__What is being asked__:
Show every line of the records below that contains the string "post". Matching is case-sensitive.

********

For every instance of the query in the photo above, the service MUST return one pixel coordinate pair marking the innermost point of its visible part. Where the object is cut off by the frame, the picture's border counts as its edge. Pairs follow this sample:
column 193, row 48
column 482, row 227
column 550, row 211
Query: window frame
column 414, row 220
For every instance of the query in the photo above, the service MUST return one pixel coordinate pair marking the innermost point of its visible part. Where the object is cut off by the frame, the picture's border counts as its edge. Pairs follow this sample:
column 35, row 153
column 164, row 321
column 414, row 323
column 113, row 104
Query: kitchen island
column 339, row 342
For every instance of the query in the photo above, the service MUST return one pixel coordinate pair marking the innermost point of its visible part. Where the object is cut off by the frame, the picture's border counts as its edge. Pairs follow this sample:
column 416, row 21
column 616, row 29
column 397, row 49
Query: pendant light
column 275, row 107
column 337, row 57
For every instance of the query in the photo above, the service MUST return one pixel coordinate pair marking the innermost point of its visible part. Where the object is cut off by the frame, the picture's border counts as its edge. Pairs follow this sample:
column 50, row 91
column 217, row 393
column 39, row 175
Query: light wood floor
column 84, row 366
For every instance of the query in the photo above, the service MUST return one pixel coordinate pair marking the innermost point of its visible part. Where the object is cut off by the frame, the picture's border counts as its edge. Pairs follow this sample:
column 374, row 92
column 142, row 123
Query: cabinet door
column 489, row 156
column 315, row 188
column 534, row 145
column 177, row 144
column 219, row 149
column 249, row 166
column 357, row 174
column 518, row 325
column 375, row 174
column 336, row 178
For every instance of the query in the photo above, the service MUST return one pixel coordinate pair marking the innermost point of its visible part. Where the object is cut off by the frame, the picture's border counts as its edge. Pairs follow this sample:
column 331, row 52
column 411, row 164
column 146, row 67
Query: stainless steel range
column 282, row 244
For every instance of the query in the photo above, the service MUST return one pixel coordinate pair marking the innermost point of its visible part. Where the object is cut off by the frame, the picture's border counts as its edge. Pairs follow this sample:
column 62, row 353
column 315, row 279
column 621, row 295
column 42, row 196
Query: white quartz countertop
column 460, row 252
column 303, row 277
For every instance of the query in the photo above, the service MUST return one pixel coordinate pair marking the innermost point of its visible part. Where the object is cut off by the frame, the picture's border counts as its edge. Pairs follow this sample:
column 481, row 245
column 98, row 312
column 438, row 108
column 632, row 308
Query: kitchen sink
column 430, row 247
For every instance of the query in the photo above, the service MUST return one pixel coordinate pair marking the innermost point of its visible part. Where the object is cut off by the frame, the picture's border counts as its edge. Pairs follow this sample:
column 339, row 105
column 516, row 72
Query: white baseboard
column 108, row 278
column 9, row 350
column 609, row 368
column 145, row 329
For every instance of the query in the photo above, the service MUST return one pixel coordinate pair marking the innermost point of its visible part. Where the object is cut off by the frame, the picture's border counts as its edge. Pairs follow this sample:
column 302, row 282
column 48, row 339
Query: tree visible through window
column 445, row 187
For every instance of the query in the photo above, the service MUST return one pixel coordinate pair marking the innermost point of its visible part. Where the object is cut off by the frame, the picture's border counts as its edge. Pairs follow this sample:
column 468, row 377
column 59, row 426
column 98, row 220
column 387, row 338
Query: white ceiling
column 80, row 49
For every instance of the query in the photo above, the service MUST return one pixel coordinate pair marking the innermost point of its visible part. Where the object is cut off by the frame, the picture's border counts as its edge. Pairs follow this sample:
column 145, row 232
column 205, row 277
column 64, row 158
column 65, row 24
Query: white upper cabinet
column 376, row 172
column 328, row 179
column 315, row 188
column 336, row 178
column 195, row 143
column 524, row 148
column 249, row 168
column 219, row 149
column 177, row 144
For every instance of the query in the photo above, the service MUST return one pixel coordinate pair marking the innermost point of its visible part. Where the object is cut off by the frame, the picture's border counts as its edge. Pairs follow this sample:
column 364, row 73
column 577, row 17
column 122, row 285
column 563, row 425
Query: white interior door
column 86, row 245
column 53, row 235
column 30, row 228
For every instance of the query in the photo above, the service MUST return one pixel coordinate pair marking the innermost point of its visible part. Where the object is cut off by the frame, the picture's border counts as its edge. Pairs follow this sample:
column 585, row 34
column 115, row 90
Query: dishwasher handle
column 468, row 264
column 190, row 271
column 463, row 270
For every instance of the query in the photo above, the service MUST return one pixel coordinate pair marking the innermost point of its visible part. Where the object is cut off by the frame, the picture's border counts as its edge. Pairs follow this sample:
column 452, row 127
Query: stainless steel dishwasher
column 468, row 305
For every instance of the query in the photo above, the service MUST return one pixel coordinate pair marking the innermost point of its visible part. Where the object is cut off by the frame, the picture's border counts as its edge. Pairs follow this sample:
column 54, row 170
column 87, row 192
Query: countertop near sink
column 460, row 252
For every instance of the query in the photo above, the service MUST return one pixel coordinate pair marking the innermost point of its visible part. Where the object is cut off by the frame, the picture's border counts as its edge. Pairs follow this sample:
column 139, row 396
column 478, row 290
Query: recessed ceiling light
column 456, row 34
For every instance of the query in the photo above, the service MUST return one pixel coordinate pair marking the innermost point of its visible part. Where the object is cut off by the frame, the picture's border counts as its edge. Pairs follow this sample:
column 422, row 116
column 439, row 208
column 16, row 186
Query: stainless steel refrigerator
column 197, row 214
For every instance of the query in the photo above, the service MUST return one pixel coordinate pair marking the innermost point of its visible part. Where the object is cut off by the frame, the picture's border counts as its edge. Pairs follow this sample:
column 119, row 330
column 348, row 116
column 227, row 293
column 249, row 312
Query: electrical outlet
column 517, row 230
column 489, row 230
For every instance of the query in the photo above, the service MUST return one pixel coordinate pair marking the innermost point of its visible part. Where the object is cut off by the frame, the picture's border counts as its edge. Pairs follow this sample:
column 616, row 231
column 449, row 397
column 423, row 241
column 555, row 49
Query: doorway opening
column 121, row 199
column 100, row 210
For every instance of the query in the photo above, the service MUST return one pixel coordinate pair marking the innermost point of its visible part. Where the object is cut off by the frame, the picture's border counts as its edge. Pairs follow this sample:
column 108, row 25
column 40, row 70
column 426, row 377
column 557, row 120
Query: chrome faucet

********

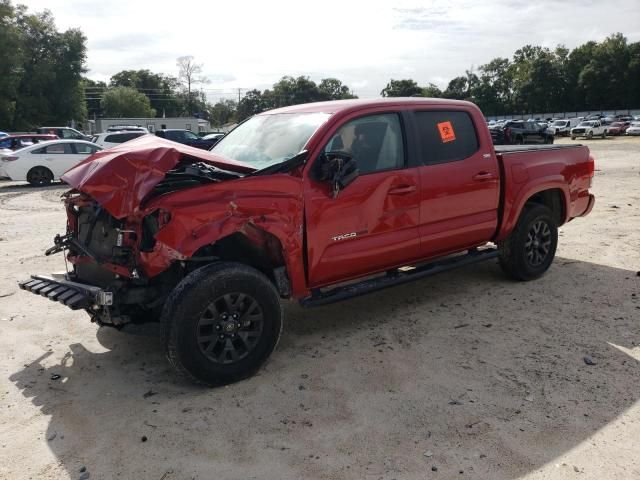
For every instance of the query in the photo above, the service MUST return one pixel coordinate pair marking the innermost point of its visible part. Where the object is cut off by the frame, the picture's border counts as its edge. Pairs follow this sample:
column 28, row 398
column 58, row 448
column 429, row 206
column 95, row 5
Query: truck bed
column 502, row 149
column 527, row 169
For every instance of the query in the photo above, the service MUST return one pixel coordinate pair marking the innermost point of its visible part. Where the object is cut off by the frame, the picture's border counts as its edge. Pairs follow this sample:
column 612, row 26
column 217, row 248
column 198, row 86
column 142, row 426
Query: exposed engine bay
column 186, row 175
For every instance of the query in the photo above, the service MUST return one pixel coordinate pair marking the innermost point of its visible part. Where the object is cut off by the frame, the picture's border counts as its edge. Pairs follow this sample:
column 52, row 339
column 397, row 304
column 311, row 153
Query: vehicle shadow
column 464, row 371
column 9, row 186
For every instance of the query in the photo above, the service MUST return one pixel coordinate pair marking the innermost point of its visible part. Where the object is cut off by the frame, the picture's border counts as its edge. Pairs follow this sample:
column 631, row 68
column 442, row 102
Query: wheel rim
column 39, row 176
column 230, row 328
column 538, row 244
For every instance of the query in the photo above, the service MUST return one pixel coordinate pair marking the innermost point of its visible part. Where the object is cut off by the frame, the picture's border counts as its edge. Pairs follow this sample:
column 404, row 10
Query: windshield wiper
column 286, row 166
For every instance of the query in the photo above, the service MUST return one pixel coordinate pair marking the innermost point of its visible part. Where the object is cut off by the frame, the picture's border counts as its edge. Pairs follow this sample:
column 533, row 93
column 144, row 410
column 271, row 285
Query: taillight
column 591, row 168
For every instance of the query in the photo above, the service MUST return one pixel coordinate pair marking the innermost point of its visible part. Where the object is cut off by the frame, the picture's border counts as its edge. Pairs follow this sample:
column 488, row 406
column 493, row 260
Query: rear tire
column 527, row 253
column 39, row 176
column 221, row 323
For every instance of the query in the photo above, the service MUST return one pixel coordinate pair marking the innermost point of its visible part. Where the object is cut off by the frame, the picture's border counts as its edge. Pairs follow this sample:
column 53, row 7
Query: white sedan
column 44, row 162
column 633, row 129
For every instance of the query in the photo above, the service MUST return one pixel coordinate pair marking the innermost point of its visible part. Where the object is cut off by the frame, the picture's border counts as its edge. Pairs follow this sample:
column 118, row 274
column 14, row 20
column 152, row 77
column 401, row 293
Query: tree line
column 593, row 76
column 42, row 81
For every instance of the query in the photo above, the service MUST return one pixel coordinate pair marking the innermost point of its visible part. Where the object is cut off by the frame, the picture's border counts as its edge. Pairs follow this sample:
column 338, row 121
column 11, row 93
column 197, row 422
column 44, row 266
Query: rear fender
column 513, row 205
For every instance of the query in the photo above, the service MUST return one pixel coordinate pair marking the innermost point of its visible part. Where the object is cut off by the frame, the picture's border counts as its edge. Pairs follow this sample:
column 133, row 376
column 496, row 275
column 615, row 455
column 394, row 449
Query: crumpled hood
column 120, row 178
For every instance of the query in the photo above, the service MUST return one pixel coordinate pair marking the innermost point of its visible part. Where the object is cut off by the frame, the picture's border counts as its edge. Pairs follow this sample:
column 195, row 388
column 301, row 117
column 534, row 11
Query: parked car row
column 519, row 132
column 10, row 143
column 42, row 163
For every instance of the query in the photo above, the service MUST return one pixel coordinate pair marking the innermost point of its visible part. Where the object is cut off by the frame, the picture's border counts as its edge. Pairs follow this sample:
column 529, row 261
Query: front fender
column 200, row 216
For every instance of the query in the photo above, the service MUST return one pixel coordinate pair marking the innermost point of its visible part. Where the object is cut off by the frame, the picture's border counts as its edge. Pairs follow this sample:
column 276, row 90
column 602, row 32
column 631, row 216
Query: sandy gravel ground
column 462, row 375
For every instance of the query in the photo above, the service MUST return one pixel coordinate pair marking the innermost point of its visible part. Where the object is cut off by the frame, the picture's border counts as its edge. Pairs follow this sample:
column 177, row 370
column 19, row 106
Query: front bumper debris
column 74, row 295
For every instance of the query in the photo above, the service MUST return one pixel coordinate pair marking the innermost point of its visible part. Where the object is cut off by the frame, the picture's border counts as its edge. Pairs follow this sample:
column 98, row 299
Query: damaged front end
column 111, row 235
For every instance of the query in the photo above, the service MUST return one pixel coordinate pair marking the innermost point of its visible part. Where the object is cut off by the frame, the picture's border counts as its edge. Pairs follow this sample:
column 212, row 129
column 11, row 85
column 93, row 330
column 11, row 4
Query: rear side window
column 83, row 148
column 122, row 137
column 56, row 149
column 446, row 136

********

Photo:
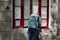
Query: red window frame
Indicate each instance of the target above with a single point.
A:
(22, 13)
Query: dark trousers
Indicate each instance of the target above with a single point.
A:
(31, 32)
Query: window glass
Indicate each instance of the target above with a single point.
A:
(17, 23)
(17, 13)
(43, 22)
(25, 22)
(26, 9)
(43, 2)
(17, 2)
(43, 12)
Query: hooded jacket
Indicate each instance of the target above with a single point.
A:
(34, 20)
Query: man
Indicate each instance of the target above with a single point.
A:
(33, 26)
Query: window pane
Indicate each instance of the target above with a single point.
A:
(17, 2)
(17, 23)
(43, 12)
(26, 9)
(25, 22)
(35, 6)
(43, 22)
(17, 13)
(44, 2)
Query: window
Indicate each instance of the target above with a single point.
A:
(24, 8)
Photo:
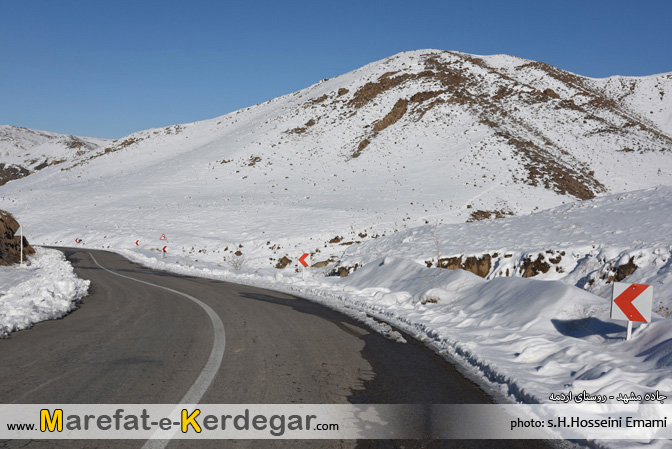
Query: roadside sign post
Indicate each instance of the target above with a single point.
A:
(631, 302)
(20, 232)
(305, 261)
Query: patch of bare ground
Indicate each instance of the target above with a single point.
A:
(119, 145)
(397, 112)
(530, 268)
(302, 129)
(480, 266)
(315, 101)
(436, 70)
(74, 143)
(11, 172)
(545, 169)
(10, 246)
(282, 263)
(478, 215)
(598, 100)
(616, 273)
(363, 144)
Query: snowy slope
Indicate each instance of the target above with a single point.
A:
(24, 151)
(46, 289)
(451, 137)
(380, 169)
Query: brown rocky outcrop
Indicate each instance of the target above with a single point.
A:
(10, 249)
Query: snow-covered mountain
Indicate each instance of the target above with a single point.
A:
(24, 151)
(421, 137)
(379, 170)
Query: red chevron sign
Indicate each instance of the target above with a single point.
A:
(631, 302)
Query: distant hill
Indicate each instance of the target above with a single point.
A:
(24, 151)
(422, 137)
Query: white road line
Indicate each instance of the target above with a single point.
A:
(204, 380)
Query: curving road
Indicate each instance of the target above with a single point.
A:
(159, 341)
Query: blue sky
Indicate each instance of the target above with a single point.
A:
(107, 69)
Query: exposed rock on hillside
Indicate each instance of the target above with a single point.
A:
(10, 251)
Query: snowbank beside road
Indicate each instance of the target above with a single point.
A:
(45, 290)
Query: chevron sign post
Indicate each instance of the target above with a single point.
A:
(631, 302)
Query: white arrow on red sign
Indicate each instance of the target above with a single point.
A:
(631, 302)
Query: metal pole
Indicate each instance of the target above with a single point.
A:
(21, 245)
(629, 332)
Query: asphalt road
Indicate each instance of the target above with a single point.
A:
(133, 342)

********

__Task answer__:
Query: roadside sign post
Query: chevron sign post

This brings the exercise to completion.